## Supplied information
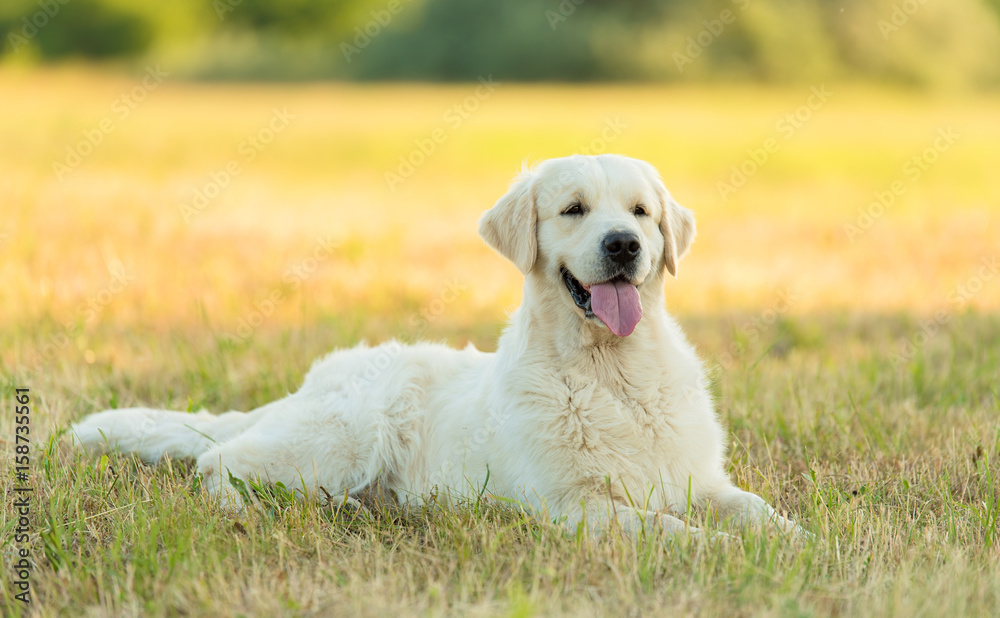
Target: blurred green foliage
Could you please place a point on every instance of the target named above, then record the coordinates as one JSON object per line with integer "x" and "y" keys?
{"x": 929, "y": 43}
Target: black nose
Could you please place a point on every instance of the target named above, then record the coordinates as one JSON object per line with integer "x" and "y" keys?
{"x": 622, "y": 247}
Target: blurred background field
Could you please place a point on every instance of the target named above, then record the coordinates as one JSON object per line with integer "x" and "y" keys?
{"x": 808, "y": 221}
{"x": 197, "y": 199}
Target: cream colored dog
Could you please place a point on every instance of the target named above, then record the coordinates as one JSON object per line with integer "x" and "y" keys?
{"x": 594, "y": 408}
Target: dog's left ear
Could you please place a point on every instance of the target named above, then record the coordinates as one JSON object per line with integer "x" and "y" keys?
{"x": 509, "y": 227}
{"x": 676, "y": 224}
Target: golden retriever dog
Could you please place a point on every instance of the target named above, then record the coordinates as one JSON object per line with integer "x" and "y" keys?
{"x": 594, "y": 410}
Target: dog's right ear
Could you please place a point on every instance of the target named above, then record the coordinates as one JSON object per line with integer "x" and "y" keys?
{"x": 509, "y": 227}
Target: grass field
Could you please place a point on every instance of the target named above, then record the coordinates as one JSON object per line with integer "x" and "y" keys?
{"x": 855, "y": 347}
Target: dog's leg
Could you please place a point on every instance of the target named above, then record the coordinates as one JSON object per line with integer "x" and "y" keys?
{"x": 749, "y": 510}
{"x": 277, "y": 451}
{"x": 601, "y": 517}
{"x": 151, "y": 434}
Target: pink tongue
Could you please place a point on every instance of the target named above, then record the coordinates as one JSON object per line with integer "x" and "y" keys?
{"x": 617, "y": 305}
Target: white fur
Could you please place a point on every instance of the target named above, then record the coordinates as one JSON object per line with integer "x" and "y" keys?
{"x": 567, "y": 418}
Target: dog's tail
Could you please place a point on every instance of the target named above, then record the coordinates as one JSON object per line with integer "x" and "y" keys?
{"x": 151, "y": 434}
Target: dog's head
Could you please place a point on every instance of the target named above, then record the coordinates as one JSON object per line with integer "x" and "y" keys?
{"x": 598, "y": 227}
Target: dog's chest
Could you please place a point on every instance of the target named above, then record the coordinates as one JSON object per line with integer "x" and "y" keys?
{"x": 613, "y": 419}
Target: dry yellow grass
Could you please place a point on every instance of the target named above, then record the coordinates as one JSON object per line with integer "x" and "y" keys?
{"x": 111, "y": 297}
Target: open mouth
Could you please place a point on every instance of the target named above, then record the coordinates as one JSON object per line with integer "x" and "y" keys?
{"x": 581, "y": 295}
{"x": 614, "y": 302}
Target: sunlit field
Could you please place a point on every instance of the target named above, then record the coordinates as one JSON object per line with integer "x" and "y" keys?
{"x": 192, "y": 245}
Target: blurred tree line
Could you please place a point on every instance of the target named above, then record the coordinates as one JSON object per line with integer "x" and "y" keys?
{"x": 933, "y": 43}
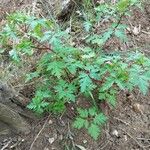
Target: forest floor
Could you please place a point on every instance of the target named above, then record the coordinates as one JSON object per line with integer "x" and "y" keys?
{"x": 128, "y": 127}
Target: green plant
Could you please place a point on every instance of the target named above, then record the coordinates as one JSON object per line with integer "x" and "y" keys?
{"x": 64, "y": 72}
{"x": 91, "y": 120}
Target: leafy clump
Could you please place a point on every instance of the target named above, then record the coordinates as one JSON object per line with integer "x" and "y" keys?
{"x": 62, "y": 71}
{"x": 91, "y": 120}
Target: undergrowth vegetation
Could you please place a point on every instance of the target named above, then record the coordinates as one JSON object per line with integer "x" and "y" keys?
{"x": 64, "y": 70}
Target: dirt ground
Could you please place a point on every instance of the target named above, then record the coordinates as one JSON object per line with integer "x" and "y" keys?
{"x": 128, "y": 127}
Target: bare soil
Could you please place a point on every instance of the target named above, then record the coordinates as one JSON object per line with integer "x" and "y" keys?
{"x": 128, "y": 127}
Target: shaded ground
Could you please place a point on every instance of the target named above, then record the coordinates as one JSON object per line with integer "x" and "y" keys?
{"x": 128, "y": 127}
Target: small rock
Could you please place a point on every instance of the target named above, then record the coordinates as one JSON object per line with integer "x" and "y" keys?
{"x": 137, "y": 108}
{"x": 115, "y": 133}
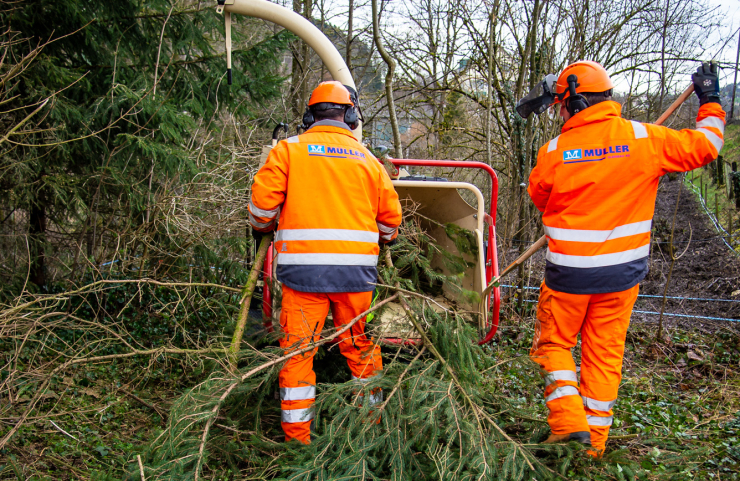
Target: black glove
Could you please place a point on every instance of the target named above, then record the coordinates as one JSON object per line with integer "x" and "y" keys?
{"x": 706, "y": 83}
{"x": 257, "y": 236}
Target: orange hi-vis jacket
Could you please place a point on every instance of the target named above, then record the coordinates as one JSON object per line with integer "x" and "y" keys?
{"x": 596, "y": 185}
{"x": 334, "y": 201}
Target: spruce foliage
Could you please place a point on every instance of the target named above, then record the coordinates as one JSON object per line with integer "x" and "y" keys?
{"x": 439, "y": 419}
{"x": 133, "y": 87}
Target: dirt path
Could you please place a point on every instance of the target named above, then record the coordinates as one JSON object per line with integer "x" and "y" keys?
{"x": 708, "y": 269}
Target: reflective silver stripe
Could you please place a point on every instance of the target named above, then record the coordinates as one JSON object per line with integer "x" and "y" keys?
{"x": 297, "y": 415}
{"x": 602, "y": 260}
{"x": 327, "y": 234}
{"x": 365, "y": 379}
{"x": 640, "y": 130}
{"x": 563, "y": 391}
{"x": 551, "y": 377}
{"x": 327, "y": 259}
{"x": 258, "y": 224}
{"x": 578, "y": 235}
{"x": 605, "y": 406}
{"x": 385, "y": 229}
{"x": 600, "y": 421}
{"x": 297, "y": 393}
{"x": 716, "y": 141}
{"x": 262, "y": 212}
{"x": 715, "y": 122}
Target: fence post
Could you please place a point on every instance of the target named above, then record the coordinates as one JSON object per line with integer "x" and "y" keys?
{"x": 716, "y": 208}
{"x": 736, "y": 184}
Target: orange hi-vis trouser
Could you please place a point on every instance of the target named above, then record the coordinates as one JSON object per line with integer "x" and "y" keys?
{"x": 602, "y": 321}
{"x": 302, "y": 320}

## What you need to do
No images belong in the copy. Transcribe every record exactly.

## Response below
Target: blurred green foliage
Could you please place a point on every instance of the target named above, then record the coordinates as one JSON object per line with integer "x" and "y" keys?
{"x": 929, "y": 43}
Target: black nose
Could you please place a point on every instance of the target named above, then record the coordinates as one JSON object per line with integer "x" and "y" keys?
{"x": 622, "y": 247}
Target: blurred background field
Could you please place a point on every instance of the target named above, then record the coordinates as one JSON object per line with integer "x" and "y" keys?
{"x": 808, "y": 221}
{"x": 197, "y": 199}
Target: cream colored dog
Could you please place a point on every instance of the target named above, then record the coordinates as one JSON object per line with integer "x" and "y" keys?
{"x": 594, "y": 408}
Target: dog's left ear
Could you please place a point on every instance of the target named above, then record the coordinates as one JSON object per line with integer "x" and "y" keys?
{"x": 509, "y": 227}
{"x": 676, "y": 224}
Target: golden retriever dog
Could you please place a point on every instance of the target named above, then record the coordinates as one JSON object per line with integer "x" and "y" keys?
{"x": 594, "y": 410}
Target: dog's right ear
Could you please place a point on every instance of the target named above, then record the coordinates as one JSON object per line with integer "x" and "y" keys?
{"x": 509, "y": 227}
Target: grass field
Could you please place a point on every instance of the target named above, then record the coordinates as one JSON object per line with integer "x" and "y" keys?
{"x": 855, "y": 347}
Target: dog's leg
Could you please place a point on every instance of the target named above, then record the coordinates as one JSON object per line with integer "x" and "y" keys?
{"x": 749, "y": 510}
{"x": 277, "y": 451}
{"x": 601, "y": 517}
{"x": 151, "y": 434}
Target: pink tongue
Could you please place a point on every instance of the target named above, then record the coordinates as one JSON object per line with integer "x" and "y" keys?
{"x": 617, "y": 305}
Target: white fur
Could you please place a point on every instance of the target named above, then record the coordinates as one JSON object per line with integer "x" and "y" keys?
{"x": 567, "y": 418}
Target: dog's tail
Could you please place a point on every instance of the target named above, then record the coordinates as one JSON object per line with integer "x" and "y" keys?
{"x": 151, "y": 434}
Target: dog's head
Could you please place a point on every instance of the target named above, then record the coordinates as one JSON object per line with integer "x" and "y" keys?
{"x": 598, "y": 227}
Target: dog's chest
Could you please place a point on every instance of the target named above, then record the coordinates as one JSON object per line with integer "x" and "y" keys?
{"x": 613, "y": 419}
Target: dry yellow grass
Could you please place a point on every instance of the target named above, then record the coordinates as one JSON object per line with integer "x" and "y" keys?
{"x": 111, "y": 297}
Target: open mouth
Could you please place a point on every instance of the target named above, then record the coordinates as one JSON object per line with integer "x" and "y" keys?
{"x": 581, "y": 295}
{"x": 614, "y": 302}
Target: sunlit field
Could you please place a point on every instance of the target named above, then record the coordinates as one JSON object per line with integer "x" and "y" keys?
{"x": 192, "y": 245}
Target: blurred tree line
Could you please place a point on every instance of the target named above, then record the coordinates as one JSON object per line with integer "x" and "y" keys?
{"x": 933, "y": 43}
Target: forest floor
Could you please place a point on every instance of the target named above, then record the coordinates as one JSON object per line with integer "x" and "y" keys?
{"x": 128, "y": 127}
Target: green plant
Could you please place a point on every instance of the target named above, then record the coordinates as one JSON object per line with integer "x" and "y" keys?
{"x": 64, "y": 72}
{"x": 91, "y": 120}
Target: leafy clump
Could you please place a point on every instance of the target named above, then record the coordinates as one JSON object per line with integer "x" and "y" keys?
{"x": 62, "y": 71}
{"x": 91, "y": 120}
Target: undergrowth vegetation
Could you please place a point on every instance of the target named above, then record the coordinates as one JSON object per line with integer "x" and "y" keys?
{"x": 64, "y": 70}
Target: dirt ground
Could you please place a point on every instance of the target named above, then record the coordinates as one JSON object per line with integer "x" and "y" keys?
{"x": 128, "y": 127}
Target: bare soil
Could you please place a point on every instance of the target named above, then record the coordinates as one JSON object per line with integer "x" and "y" keys?
{"x": 128, "y": 127}
Target: shaded ground
Could you please place a point on every instance of the target named above, then record the coordinates as one JSON object per line with integer "x" and "y" keys?
{"x": 128, "y": 127}
Target: small rock
Could you please place a point on every instance of the target named above, then record the coordinates as one JSON object per line with integer "x" and "y" keys?
{"x": 137, "y": 108}
{"x": 115, "y": 133}
Target: black glove
Could you please place a point on every instance of the target named above, then record the coordinates as one JSON object per line with integer "x" and "y" keys?
{"x": 706, "y": 83}
{"x": 257, "y": 236}
Target: orange hi-vis jacket
Could you please place a point on every instance of the target named above, then record the coordinates as one JSON object per line with integer "x" and "y" keys?
{"x": 596, "y": 185}
{"x": 334, "y": 201}
Target: spruce foliage
Could you please place a point on every instance of the target named above, then record the coordinates as one JSON object per line with integer "x" and "y" keys?
{"x": 439, "y": 419}
{"x": 133, "y": 87}
Target: dirt path
Could you please place a point on every instance of the target named above, then record the coordinates as one JSON object per line with integer "x" and "y" keys?
{"x": 708, "y": 269}
Target: reflective silver stripe
Could you please place a point on every instance of the target named above, then record the coordinates as one JSON object per line with integer "x" and "y" keys?
{"x": 297, "y": 415}
{"x": 602, "y": 260}
{"x": 327, "y": 234}
{"x": 365, "y": 379}
{"x": 640, "y": 130}
{"x": 563, "y": 391}
{"x": 551, "y": 377}
{"x": 327, "y": 259}
{"x": 258, "y": 224}
{"x": 578, "y": 235}
{"x": 605, "y": 406}
{"x": 385, "y": 229}
{"x": 600, "y": 421}
{"x": 297, "y": 393}
{"x": 716, "y": 141}
{"x": 262, "y": 212}
{"x": 715, "y": 122}
Target: fence post
Could you please place a point on every instance of the target named above, then record the coordinates as one JSON object per line with integer "x" and "y" keys?
{"x": 716, "y": 208}
{"x": 736, "y": 184}
Target: orange hi-vis trouser
Could you please place a point on every instance of the target named above, then record the coordinates as one JSON object per line with integer "x" and "y" keys?
{"x": 602, "y": 321}
{"x": 302, "y": 320}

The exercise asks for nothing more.